■ **Problem**:
Repeat every entry word for word, skipping the pictures.

Entries taken from a collection

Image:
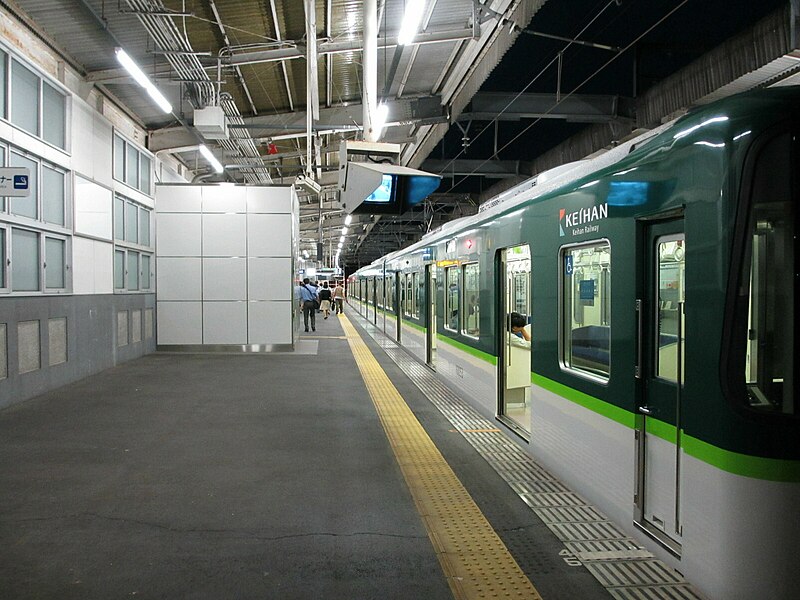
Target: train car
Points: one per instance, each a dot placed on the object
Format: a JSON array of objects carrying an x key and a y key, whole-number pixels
[{"x": 657, "y": 286}]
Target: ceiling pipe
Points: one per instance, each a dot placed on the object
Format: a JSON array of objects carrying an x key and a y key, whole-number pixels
[
  {"x": 312, "y": 91},
  {"x": 370, "y": 77},
  {"x": 239, "y": 76}
]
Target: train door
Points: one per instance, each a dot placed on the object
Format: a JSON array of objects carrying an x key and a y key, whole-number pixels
[
  {"x": 381, "y": 318},
  {"x": 375, "y": 288},
  {"x": 660, "y": 367},
  {"x": 398, "y": 303},
  {"x": 513, "y": 331},
  {"x": 430, "y": 315}
]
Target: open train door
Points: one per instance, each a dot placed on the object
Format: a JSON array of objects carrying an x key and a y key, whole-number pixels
[
  {"x": 514, "y": 362},
  {"x": 660, "y": 369},
  {"x": 430, "y": 315}
]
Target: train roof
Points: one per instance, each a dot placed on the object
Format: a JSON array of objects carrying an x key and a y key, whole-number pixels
[{"x": 747, "y": 104}]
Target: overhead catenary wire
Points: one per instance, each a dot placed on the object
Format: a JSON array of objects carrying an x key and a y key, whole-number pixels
[{"x": 564, "y": 97}]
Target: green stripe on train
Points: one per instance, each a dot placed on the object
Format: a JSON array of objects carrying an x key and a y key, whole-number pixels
[
  {"x": 770, "y": 469},
  {"x": 615, "y": 413},
  {"x": 491, "y": 359}
]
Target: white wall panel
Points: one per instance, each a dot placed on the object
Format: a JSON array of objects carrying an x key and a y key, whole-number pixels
[
  {"x": 93, "y": 209},
  {"x": 203, "y": 255},
  {"x": 178, "y": 198},
  {"x": 224, "y": 199},
  {"x": 82, "y": 266},
  {"x": 269, "y": 235},
  {"x": 92, "y": 266},
  {"x": 179, "y": 278},
  {"x": 269, "y": 200},
  {"x": 179, "y": 323},
  {"x": 224, "y": 279},
  {"x": 270, "y": 322},
  {"x": 225, "y": 322},
  {"x": 102, "y": 141},
  {"x": 224, "y": 235},
  {"x": 82, "y": 128},
  {"x": 178, "y": 235},
  {"x": 103, "y": 268},
  {"x": 269, "y": 279}
]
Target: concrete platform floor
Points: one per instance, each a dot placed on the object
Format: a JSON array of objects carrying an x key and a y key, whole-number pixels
[{"x": 234, "y": 476}]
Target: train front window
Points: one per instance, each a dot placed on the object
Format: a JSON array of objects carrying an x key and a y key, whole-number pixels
[
  {"x": 770, "y": 285},
  {"x": 586, "y": 309}
]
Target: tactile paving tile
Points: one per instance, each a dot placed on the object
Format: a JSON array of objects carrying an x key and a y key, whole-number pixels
[{"x": 625, "y": 568}]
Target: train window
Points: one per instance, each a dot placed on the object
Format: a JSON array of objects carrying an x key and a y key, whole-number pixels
[
  {"x": 451, "y": 298},
  {"x": 671, "y": 276},
  {"x": 407, "y": 295},
  {"x": 416, "y": 295},
  {"x": 471, "y": 301},
  {"x": 586, "y": 309},
  {"x": 769, "y": 286}
]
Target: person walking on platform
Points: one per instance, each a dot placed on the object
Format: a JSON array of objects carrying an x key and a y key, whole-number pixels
[
  {"x": 338, "y": 298},
  {"x": 325, "y": 299},
  {"x": 308, "y": 303}
]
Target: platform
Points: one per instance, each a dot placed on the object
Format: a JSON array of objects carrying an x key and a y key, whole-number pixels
[{"x": 324, "y": 473}]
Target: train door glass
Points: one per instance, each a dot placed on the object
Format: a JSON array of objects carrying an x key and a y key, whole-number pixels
[
  {"x": 380, "y": 318},
  {"x": 430, "y": 315},
  {"x": 390, "y": 303},
  {"x": 661, "y": 367},
  {"x": 375, "y": 288},
  {"x": 398, "y": 297},
  {"x": 514, "y": 330}
]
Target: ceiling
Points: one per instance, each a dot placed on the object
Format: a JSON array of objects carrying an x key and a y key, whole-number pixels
[{"x": 490, "y": 92}]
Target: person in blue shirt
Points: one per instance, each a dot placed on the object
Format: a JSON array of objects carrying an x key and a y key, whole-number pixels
[{"x": 308, "y": 297}]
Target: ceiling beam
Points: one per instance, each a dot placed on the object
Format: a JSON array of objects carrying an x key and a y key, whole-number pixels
[
  {"x": 356, "y": 44},
  {"x": 501, "y": 106},
  {"x": 427, "y": 109},
  {"x": 274, "y": 13},
  {"x": 495, "y": 169}
]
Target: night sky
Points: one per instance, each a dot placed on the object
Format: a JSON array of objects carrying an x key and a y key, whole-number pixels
[{"x": 695, "y": 28}]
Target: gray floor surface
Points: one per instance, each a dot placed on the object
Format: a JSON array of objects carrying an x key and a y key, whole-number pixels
[{"x": 233, "y": 476}]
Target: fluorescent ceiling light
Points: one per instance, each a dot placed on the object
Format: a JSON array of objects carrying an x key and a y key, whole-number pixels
[
  {"x": 379, "y": 120},
  {"x": 210, "y": 158},
  {"x": 411, "y": 18},
  {"x": 142, "y": 79}
]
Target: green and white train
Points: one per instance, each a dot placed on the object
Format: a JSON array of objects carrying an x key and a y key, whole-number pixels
[{"x": 660, "y": 283}]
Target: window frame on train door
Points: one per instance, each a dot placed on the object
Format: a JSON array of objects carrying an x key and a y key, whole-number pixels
[{"x": 737, "y": 305}]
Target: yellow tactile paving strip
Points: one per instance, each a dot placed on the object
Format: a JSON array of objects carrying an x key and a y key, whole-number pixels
[{"x": 475, "y": 561}]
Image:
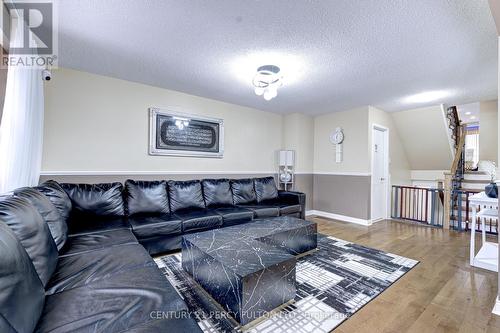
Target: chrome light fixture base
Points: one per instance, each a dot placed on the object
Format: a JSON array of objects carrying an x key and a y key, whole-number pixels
[{"x": 267, "y": 80}]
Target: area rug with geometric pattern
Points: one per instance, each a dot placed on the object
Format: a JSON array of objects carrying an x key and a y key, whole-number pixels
[{"x": 332, "y": 284}]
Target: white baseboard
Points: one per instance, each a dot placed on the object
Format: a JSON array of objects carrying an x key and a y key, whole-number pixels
[
  {"x": 338, "y": 217},
  {"x": 496, "y": 308}
]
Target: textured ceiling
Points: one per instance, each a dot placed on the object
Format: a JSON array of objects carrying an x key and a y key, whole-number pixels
[{"x": 335, "y": 55}]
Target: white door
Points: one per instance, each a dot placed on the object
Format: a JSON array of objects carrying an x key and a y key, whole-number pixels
[{"x": 380, "y": 171}]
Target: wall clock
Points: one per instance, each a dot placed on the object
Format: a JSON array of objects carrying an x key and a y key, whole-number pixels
[{"x": 337, "y": 137}]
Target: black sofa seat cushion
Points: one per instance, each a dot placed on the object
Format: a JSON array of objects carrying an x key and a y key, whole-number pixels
[
  {"x": 217, "y": 192},
  {"x": 88, "y": 224},
  {"x": 185, "y": 194},
  {"x": 21, "y": 292},
  {"x": 33, "y": 233},
  {"x": 193, "y": 220},
  {"x": 142, "y": 197},
  {"x": 243, "y": 191},
  {"x": 265, "y": 189},
  {"x": 96, "y": 199},
  {"x": 261, "y": 211},
  {"x": 57, "y": 225},
  {"x": 112, "y": 305},
  {"x": 56, "y": 194},
  {"x": 79, "y": 270},
  {"x": 157, "y": 245},
  {"x": 234, "y": 215},
  {"x": 155, "y": 226},
  {"x": 78, "y": 244}
]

■ **Solution**:
Image:
Target: train car
Points: one per instance, each a dot placed on the object
Format: a JSON array of objects carrying an x key and a y key, whole-number pixels
[{"x": 657, "y": 286}]
Target: ceiling pipe
Points: one per instance, each a dot placed on the object
Format: a JSON array of objects carrying an x key and a y key, whole-number pixels
[
  {"x": 312, "y": 91},
  {"x": 370, "y": 77},
  {"x": 239, "y": 76}
]
Target: train door
Points: one per instance, each a dot placed on the object
Format: a JSON array of objects carrying an x key and a y key, whole-number pixels
[
  {"x": 381, "y": 318},
  {"x": 375, "y": 288},
  {"x": 660, "y": 367},
  {"x": 398, "y": 303},
  {"x": 513, "y": 331},
  {"x": 430, "y": 315}
]
Target: open train door
Points: one per instance, each a dot placed on the object
Format: a JSON array of objects carrying an x key and a y key, whole-number pixels
[
  {"x": 514, "y": 362},
  {"x": 660, "y": 369},
  {"x": 430, "y": 315}
]
Target: train roof
Points: one per instance, each a dot placed on the object
Format: a JSON array of objects carrying an x key and a y key, whole-number pixels
[{"x": 747, "y": 104}]
Target: overhead catenary wire
Points: one per instance, each a dot placed on the object
Format: a JSON array of objects carrying an x key and a y key, whole-number pixels
[{"x": 564, "y": 97}]
Target: green stripe on train
Points: one per instance, each a dot placed on the object
Format: a JSON array of objects carrying an x key and a y key, whole-number pixels
[
  {"x": 770, "y": 469},
  {"x": 615, "y": 413},
  {"x": 491, "y": 359}
]
Target: white wall panel
Points: one per instance, each a dot placed on the object
Format: a JSON array of objects carrying an x key and a y key, whole-number pixels
[
  {"x": 93, "y": 209},
  {"x": 203, "y": 255},
  {"x": 178, "y": 198},
  {"x": 224, "y": 199},
  {"x": 82, "y": 266},
  {"x": 269, "y": 235},
  {"x": 92, "y": 266},
  {"x": 179, "y": 278},
  {"x": 269, "y": 200},
  {"x": 179, "y": 323},
  {"x": 224, "y": 279},
  {"x": 270, "y": 322},
  {"x": 225, "y": 322},
  {"x": 102, "y": 141},
  {"x": 224, "y": 235},
  {"x": 82, "y": 128},
  {"x": 178, "y": 235},
  {"x": 103, "y": 268},
  {"x": 269, "y": 279}
]
Target: concrete platform floor
Points: one per instance, each a dot placed on the object
Format: a JSON array of objects carrying an x key and a y key, whole-number pixels
[{"x": 234, "y": 476}]
Target: train front window
Points: one per instance, each a dot placed on the object
Format: a JSON array of objects carrying an x key and a y key, whole-number pixels
[
  {"x": 770, "y": 285},
  {"x": 586, "y": 309}
]
Target: tactile paving tile
Points: one per instance, each a dot placed on the object
Format: a JSON array of objects carrying an x key and a y key, whole-number pixels
[{"x": 625, "y": 568}]
Target: train window
Points: one per instance, each a dot placed on the object
Format: a JSON array of objects carrying an x key and a y key, whole-number pixels
[
  {"x": 451, "y": 298},
  {"x": 671, "y": 276},
  {"x": 407, "y": 295},
  {"x": 416, "y": 295},
  {"x": 471, "y": 301},
  {"x": 586, "y": 309},
  {"x": 769, "y": 286}
]
Target: person walking on platform
Points: one per instance, each a dot placed on the object
Format: a JSON array of objects carrying an x key and a y key, whole-number pixels
[
  {"x": 338, "y": 298},
  {"x": 325, "y": 299},
  {"x": 308, "y": 303}
]
Target: platform
Points: one per instance, each a dot placed on the object
Format: a JSON array of objects carrying an x key and a y key, whole-number pixels
[{"x": 324, "y": 473}]
Target: train door glass
Points: one per instance, each a dot placed on the object
Format: a JSON array of objects carrying an x key and a y key, whole-number pixels
[
  {"x": 380, "y": 318},
  {"x": 430, "y": 315},
  {"x": 390, "y": 303},
  {"x": 661, "y": 367},
  {"x": 375, "y": 288},
  {"x": 398, "y": 297},
  {"x": 514, "y": 330}
]
Target: ceiling
Points: one per instance, each a dot placed on the object
Format: a JSON array of objects carrying an x key and a y key, whole-number pixels
[{"x": 490, "y": 92}]
Target: person in blue shirt
Points: one per instance, each a dot placed on the object
Format: a JSON array of objects carrying an x key and a y key, whole-number pixels
[{"x": 308, "y": 297}]
Target: ceiling beam
Points: one per instance, each a dot placed on the object
Format: a JSON array of objects carrying an x key and a y key, whole-number pixels
[
  {"x": 356, "y": 44},
  {"x": 501, "y": 106},
  {"x": 427, "y": 109},
  {"x": 274, "y": 13},
  {"x": 495, "y": 169}
]
Target: night sky
Points: one per instance, each a dot placed on the object
Format: a JSON array of objects carrying an x key and a y key, whole-number pixels
[{"x": 695, "y": 28}]
Target: gray floor surface
Points: one per instance, each a dot placed on the object
Format: a JSON array of objects carrying an x key and a y key, whole-number pixels
[{"x": 233, "y": 476}]
Target: fluorescent ceiling light
Points: one per instance, each a dot placed on the object
Format: a JSON array of objects carrying an x key and a y key, whole-number pixels
[
  {"x": 379, "y": 120},
  {"x": 210, "y": 158},
  {"x": 411, "y": 18},
  {"x": 142, "y": 79}
]
Target: green and white train
Points: one per instance, each a dot placed on the object
Format: a JSON array of objects carrying an x key and a y key, whole-number pixels
[{"x": 660, "y": 283}]
Target: window frame on train door
Points: one per instance, each a dot placed on the object
Format: a JSON array of objects carrying an x key and a y key, whole-number pixels
[{"x": 737, "y": 305}]
Target: yellow tactile paving strip
Points: one per instance, each a dot placed on the object
Format: a JSON array of objects carrying an x key and a y key, whole-number pixels
[{"x": 475, "y": 561}]
Image:
Target: chrome light fixture base
Points: one per instance, each a dot placed on the object
Format: a JSON array of objects carrying an x key and a y key, whole-number pixels
[{"x": 267, "y": 80}]
Target: area rug with geometric pattern
Points: one per instance, each a dot placed on the object
Format: a JSON array of objects carrying an x key and a y key, whole-number pixels
[{"x": 332, "y": 284}]
Target: white baseboard
Points: one per instance, each a dot placed on the object
Format: a JSON array of objects carrying an x key and a y key, whole-number pixels
[
  {"x": 338, "y": 217},
  {"x": 496, "y": 308}
]
Target: textured ceiling
Points: one per instance, each a dot placed on the object
Format: a JSON array of objects carrying an x key and a y key, whole-number pixels
[{"x": 335, "y": 55}]
Target: white door
Points: one per instance, each a dot placed on the object
Format: a JSON array of objects carrying an x key and a y key, whole-number pixels
[{"x": 380, "y": 171}]
Target: wall clock
Points: one per instance, each a dot placed on the object
Format: a JSON array of objects carrying an x key and a y key, whole-number pixels
[{"x": 337, "y": 137}]
Target: black sofa seat cushion
Points: one per instance, each a dot placed on the object
Format: a JSON array of objects carrying an x key and a y key, whole-number pixels
[
  {"x": 217, "y": 192},
  {"x": 88, "y": 224},
  {"x": 185, "y": 194},
  {"x": 21, "y": 292},
  {"x": 33, "y": 233},
  {"x": 193, "y": 220},
  {"x": 142, "y": 197},
  {"x": 243, "y": 191},
  {"x": 265, "y": 189},
  {"x": 96, "y": 199},
  {"x": 261, "y": 211},
  {"x": 57, "y": 225},
  {"x": 112, "y": 305},
  {"x": 56, "y": 194},
  {"x": 79, "y": 270},
  {"x": 157, "y": 245},
  {"x": 234, "y": 215},
  {"x": 155, "y": 226},
  {"x": 78, "y": 244}
]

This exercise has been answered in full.